### Document excerpt
# 91 Maxima GXE, BOSE system fucked up?



## Lem6687 (May 1, 2004)

Alright Guys, I have a 91 GXE Maxima and I believe the bose system has shit the bed, all I get when I turn the radio on now is staticy and makes a buzzing noise, you actually can't even hear the radio when its on ,just the buzzing noise.

Now my dad thinks its the radio that is making the speakers act this way, because for a while this was my grandmothers car, and for a good 3-4 years she had a tape jammed into the tape deck, and when I bought it off of her, my dad got it out for me. Now the speakers worked fine for a while, then one started to blow then another, now nothing works just an annoying buzzing sounds...I think I should just get 4 new speakers and a cd player, but my dad thinks its just hte tape deck/radio that is fucking things up and I should just got a cd player...

What is your opinion, or has anyone had problems with the BOSE system before?


----------



## nismosleeper (Jan 16, 2005)

I had the EXACT same problem when I bought my car. There are easier options, but I ripped out the built in amps, and ran new wires to my deck. You should just be able to disconnect the amp and see what happens from there. There is a simply explanation; Bose Blows.


----------



## Lem6687 (May 1, 2004)

nismosleeper said:


> I had the EXACT same problem when I bought my car. There are easier options, but I ripped out the built in amps, and ran new wires to my deck. You should just be able to disconnect the amp and see what happens from there. There is a simply explanation; Bose Blows.


So just disconnect the amp and see if the speakers still work?


----------



## royson345 (Jan 14, 2005)

Each speaker has it's own amp attached to it. Most likely your amps took a poop, same thing that happened to mine. You can bypass the amps if you wish but the sound quality will be very low. 

My advice to you is to rip out all the Bose crap and put in your own aftermarket speakers and deck. Once the Bose stuff dies, it's very expensive to fix. Just get rid of all of it.


----------

### Required task A
From the forum thread about the Bose system, extract the passage starting with "# 91 Maxima" and going on through "a cd player...", word for word.
The forum thread and the listing have no connection to each other.

### Material for this exercise
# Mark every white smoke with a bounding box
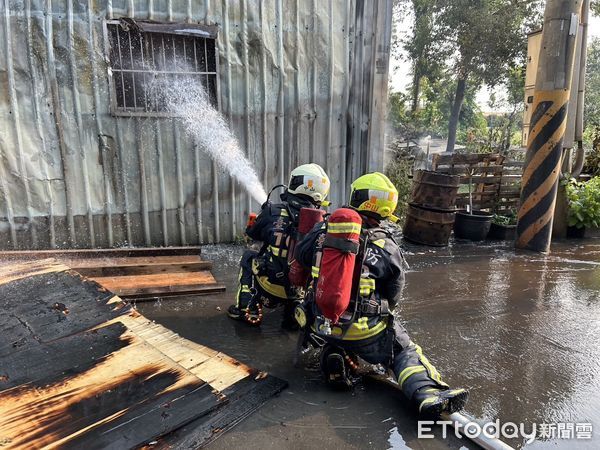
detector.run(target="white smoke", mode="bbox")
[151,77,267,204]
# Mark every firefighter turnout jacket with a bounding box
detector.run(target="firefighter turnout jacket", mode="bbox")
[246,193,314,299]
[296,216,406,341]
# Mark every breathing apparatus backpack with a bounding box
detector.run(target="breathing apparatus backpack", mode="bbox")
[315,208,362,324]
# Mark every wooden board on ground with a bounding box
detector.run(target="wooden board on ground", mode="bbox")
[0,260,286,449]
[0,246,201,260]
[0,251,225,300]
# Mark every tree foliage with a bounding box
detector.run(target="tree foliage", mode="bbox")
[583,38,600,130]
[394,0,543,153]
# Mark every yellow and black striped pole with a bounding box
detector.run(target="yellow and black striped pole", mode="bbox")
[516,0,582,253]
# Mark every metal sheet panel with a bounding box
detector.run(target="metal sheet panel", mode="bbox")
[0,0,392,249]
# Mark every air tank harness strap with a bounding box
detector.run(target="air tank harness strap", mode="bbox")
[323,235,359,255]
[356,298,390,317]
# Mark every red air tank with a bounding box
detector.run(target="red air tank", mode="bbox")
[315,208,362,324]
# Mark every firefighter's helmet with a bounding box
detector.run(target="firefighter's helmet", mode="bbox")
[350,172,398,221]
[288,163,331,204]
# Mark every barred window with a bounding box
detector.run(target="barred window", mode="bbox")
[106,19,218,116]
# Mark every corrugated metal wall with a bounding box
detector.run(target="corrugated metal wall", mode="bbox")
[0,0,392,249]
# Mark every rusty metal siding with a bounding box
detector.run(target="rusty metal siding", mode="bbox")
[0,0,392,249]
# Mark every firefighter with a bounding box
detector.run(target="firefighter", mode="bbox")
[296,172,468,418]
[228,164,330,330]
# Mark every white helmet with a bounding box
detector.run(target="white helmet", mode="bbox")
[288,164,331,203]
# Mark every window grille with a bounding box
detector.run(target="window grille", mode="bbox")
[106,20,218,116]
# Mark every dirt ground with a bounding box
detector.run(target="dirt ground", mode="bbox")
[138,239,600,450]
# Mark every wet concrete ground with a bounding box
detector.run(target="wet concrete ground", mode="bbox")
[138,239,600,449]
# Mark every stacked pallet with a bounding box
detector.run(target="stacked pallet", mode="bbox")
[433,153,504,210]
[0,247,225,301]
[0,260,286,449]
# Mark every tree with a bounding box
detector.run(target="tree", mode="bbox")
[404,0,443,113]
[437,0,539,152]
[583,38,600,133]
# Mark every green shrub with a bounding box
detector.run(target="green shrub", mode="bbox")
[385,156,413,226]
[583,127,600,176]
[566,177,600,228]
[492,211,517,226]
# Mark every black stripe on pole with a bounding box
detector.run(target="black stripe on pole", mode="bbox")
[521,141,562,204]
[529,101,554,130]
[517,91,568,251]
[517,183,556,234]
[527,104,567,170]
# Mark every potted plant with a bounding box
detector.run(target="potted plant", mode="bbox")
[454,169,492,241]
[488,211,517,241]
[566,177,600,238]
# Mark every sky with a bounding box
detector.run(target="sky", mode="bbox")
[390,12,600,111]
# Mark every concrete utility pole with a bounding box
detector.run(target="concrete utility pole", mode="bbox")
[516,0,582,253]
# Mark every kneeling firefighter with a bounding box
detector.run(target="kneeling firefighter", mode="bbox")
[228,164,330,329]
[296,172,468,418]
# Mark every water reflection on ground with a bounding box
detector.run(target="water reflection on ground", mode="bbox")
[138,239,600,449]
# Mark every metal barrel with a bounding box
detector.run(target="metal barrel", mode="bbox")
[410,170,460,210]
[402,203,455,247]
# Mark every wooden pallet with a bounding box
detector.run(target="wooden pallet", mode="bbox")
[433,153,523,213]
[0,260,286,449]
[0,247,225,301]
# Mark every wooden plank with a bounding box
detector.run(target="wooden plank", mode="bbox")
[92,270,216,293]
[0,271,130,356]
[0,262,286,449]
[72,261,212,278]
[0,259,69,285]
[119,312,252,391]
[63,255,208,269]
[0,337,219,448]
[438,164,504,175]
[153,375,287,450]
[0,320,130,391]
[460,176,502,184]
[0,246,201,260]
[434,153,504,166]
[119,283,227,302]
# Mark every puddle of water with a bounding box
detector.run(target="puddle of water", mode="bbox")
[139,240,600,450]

...

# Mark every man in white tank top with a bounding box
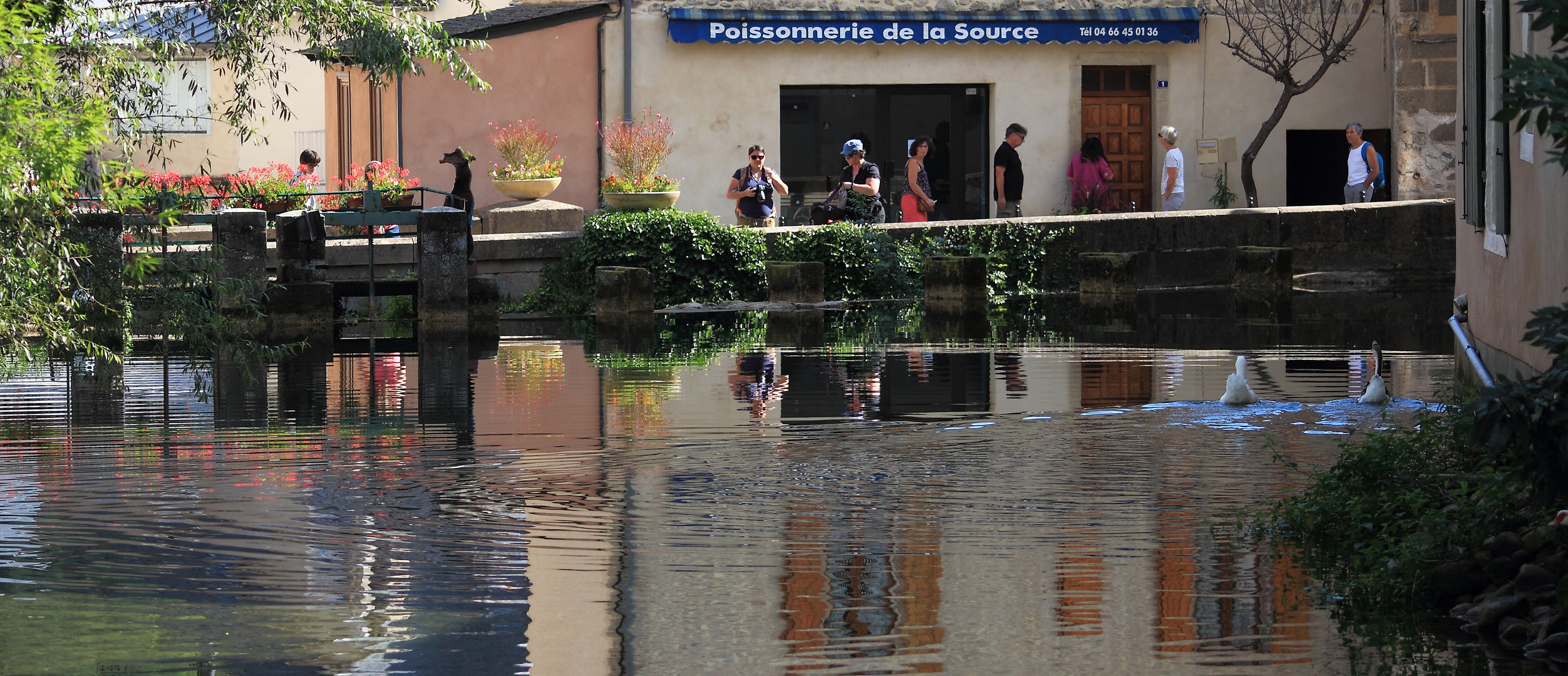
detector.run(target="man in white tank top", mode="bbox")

### Required task B
Copy only the lines of the listing starting with the line that contains "# Mark every wooden plank with a bounding box" and going on through the line that contains "[139,240,600,450]", reproducing them exactly.

### Worked solution A
# 91 Maxima GXE, BOSE system fucked up?



## Lem6687 (May 1, 2004)

Alright Guys, I have a 91 GXE Maxima and I believe the bose system has shit the bed, all I get when I turn the radio on now is staticy and makes a buzzing noise, you actually can't even hear the radio when its on ,just the buzzing noise.

Now my dad thinks its the radio that is making the speakers act this way, because for a while this was my grandmothers car, and for a good 3-4 years she had a tape jammed into the tape deck, and when I bought it off of her, my dad got it out for me. Now the speakers worked fine for a while, then one started to blow then another, now nothing works just an annoying buzzing sounds...I think I should just get 4 new speakers and a cd player, but my dad thinks its just hte tape deck/radio that is fucking things up and I should just got a cd player...

### Worked solution B
# Mark every wooden plank with a bounding box
detector.run(target="wooden plank", mode="bbox")
[92,270,216,293]
[0,271,130,356]
[0,262,286,449]
[72,261,212,278]
[0,259,69,285]
[119,312,252,391]
[63,255,208,269]
[0,337,219,448]
[438,164,504,175]
[153,375,287,450]
[0,320,130,391]
[460,176,502,184]
[0,246,201,260]
[434,153,504,166]
[119,283,227,302]
# Mark every puddle of water with a bounding box
detector.run(target="puddle of water", mode="bbox")
[139,240,600,450]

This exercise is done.